■ **Given text**:
>>>

Comparison between RESTATS and Renewables Map

With the tender offer for the provision of the Renewable Energy Project Database, they gave out stats about the usage of their system. Well, if you can make head or tail of them, then you are better (wo)man than I am (I’m being PC). If anything it shows a poor approach to the collection and promotion of data.  Not giving a time-frame makes the data all but meaningless.

See DECC / AEA Ricardo’s statistics

RESTATS (then run by AEA Ricardo, now run by Eunomia) quote for “Renewable Energy Maps” is 385 page views.

They do not say whether this is per hour, day, week or month. Elsewhere within an answers to questions, they are using per month figures, so I  guess this is per month, but it might not be.

Renewables Map (www.renewables-map.co.uk) on an average day gets over 1,000 page views, from 300 to 350 visitors,

Over an average month, there are about 7,000 distinct visitors, with 25,000 page views.

(from October 2014 this has increased to 10,000 unique visitors looking at 30,000 pages)

I am excluding Search Engines updating their database, these are real people looking at real data.

<<<

■ **Stated exercise a**: Reproduce the records starting at the line containing "of the blue" and ending at the end of the records, with "snow-capped mountain" changed to "rocky peak" and nothing else altered.
The text and the records are independent of each other.

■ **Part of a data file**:

>>>

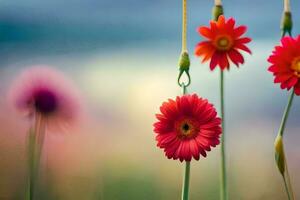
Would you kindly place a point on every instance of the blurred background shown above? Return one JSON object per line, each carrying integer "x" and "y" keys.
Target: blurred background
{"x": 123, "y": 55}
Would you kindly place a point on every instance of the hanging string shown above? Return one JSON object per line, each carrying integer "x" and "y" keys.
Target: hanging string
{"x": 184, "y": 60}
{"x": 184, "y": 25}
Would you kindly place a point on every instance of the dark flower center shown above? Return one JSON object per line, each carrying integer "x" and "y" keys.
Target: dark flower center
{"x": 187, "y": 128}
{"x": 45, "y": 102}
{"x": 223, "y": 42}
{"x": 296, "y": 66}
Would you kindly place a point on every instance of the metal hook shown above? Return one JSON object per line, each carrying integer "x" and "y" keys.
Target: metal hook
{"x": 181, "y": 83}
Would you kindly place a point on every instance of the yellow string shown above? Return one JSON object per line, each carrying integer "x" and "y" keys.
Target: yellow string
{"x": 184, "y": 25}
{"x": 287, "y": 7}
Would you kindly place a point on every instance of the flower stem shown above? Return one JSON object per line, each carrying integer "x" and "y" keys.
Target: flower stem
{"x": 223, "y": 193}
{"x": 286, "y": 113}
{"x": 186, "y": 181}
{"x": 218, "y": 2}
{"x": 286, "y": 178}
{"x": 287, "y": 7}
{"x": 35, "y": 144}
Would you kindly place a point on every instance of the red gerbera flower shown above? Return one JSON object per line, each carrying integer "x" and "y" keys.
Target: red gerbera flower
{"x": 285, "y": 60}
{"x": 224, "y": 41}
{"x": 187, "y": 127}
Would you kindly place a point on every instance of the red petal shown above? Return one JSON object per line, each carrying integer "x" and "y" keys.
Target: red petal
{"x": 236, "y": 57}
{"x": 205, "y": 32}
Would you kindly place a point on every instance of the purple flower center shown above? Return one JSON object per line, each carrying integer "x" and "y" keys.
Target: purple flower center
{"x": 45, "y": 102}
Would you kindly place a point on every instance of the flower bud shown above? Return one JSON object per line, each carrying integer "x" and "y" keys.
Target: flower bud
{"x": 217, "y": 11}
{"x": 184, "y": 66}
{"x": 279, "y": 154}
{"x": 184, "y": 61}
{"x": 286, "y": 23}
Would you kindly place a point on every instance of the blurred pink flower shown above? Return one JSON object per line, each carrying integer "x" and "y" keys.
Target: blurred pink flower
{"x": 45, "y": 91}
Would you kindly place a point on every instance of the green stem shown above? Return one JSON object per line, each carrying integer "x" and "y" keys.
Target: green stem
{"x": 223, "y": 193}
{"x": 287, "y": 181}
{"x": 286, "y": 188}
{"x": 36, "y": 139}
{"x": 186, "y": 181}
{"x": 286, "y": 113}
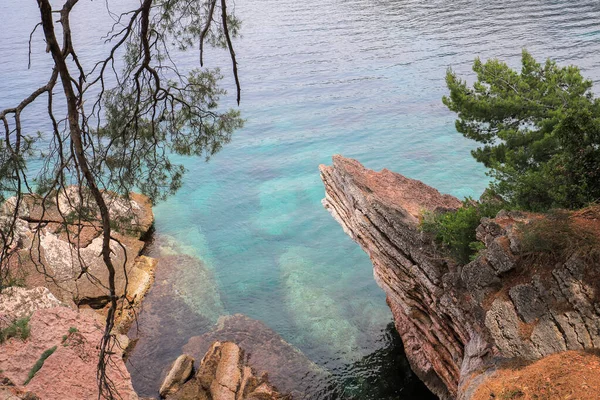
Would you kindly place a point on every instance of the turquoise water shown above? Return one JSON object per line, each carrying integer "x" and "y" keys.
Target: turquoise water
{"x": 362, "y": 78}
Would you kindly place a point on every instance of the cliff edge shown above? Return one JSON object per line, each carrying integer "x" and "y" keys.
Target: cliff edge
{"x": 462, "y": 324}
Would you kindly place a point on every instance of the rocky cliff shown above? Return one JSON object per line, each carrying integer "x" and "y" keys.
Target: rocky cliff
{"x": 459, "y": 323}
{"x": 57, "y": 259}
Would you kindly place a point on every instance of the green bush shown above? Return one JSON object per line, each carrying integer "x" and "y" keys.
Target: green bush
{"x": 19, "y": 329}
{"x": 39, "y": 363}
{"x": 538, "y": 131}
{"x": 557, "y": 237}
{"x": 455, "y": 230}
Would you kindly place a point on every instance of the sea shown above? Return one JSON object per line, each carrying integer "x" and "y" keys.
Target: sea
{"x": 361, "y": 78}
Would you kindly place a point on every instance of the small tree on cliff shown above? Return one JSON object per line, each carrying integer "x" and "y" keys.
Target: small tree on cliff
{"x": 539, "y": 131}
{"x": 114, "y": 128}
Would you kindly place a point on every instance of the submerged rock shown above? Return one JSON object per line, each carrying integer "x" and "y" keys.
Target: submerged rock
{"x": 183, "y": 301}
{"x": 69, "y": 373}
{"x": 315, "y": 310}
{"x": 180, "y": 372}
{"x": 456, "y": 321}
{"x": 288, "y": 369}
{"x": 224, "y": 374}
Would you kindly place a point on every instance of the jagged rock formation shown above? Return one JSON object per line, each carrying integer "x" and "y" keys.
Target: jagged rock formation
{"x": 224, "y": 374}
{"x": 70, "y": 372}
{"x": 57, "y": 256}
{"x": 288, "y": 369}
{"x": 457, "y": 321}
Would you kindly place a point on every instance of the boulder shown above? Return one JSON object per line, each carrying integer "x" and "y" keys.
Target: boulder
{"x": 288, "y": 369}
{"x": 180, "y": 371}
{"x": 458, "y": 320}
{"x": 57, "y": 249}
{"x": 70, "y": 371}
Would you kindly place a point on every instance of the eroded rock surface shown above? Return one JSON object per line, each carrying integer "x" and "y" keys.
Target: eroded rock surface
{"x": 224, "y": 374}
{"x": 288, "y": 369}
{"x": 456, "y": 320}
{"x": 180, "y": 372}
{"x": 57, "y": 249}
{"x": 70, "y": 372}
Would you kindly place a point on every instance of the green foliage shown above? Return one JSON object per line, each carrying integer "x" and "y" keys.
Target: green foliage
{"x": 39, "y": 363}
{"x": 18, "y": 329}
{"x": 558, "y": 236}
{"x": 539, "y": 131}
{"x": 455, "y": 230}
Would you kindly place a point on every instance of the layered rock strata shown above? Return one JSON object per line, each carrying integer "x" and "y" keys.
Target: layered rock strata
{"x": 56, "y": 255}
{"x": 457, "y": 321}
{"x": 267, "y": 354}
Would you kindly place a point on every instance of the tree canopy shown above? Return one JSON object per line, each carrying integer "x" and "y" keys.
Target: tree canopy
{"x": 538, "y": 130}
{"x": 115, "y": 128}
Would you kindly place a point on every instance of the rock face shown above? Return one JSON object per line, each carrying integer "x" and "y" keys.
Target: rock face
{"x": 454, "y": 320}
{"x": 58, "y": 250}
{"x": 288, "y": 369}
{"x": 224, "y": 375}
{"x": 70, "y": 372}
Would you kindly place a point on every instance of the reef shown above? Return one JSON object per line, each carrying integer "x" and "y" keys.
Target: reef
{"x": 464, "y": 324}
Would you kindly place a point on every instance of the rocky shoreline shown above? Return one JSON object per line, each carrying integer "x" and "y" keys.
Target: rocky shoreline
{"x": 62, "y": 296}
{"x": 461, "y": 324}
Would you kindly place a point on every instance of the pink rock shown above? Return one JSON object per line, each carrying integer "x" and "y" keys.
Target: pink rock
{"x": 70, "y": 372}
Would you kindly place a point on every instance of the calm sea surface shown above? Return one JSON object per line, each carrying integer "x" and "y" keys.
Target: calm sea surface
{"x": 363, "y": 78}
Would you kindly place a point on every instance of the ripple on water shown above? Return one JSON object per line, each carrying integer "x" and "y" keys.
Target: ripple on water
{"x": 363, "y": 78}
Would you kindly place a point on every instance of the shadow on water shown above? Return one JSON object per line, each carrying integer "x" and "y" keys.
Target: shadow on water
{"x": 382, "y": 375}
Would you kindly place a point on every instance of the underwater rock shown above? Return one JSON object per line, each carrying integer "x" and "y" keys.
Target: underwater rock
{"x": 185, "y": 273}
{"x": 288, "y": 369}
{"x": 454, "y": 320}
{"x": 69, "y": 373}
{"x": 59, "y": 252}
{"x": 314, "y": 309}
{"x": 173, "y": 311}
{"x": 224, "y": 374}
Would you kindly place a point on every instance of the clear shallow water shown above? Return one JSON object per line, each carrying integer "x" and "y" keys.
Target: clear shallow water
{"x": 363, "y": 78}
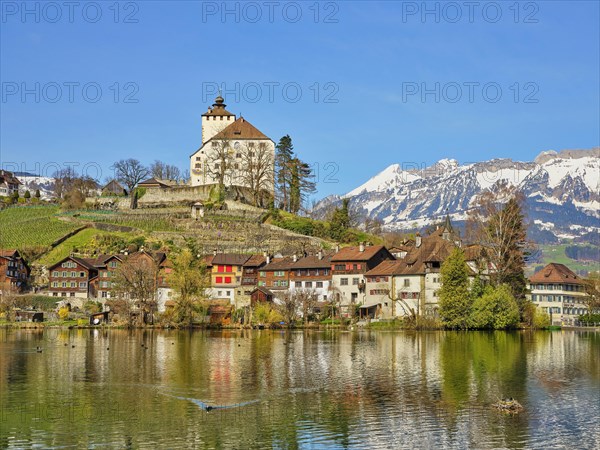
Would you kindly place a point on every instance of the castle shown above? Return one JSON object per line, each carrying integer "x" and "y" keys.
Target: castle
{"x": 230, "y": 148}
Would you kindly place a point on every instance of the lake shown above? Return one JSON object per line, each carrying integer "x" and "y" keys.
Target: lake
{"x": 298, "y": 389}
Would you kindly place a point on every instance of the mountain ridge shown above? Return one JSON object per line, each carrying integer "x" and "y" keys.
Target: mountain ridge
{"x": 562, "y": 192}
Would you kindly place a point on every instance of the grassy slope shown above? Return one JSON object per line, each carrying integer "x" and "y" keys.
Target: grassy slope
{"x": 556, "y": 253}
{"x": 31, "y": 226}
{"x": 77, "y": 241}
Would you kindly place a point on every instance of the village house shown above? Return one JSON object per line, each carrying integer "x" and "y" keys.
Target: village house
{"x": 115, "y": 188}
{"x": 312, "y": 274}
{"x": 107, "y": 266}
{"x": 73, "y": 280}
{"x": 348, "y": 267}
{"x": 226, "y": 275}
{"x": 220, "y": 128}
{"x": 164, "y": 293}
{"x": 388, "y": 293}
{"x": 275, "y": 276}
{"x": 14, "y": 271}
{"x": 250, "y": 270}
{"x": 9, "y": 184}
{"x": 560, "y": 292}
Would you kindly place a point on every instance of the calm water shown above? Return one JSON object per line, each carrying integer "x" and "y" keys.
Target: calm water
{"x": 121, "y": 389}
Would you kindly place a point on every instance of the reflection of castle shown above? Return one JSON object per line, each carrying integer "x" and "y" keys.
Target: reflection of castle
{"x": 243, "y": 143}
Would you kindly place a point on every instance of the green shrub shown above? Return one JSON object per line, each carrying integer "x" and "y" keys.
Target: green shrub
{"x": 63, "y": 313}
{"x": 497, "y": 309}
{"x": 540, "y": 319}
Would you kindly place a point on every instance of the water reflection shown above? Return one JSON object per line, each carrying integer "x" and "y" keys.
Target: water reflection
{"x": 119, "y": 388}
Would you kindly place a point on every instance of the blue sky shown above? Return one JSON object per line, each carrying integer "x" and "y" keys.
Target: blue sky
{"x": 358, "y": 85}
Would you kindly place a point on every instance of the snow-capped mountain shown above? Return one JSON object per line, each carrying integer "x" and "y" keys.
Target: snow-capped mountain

<<<

■ **Stated exercise b**: Write what comes next in the comparison of RESTATS and Renewables Map, picking up after its last sentence.

■ **Written reply a**:
Would you kindly place a point on every instance of the blue sky shown above? Return one JSON object per line, each carrying integer "x" and "y" keys.
Target: blue sky
{"x": 358, "y": 85}
Would you kindly place a point on every instance of the rocky peak shown above? Return one JSON object per line, each carrying integer "x" and "y" keys.
Target: rocky peak

■ **Written reply b**:
So, for Map / project enquiries, “Renewables Map” gets between 60 to 70 times more (from October 2014, a good 100 times more) use than the official Government version.

Looking at stats for ALL pages on the RESTATS website, they quote  11,890 page views, which rather reinforces this as a per month value.  (Google Webmasters analysis says that Renewables Map gets visited by 10% of ALL people doing searches for this type of renewable energy information).

Going back to the 11,890 page views – that’s for all parts of DECC’s presentation of information about renewable energy projects. Renewables Map gets over 25,000 page views!

It would be great if Eunomia (who are regular visitors to Renewables map, maybe this is where they get their data??) could give some usable stats on the use of the RESTATS site. I think it will be a bit too depressing to make it public?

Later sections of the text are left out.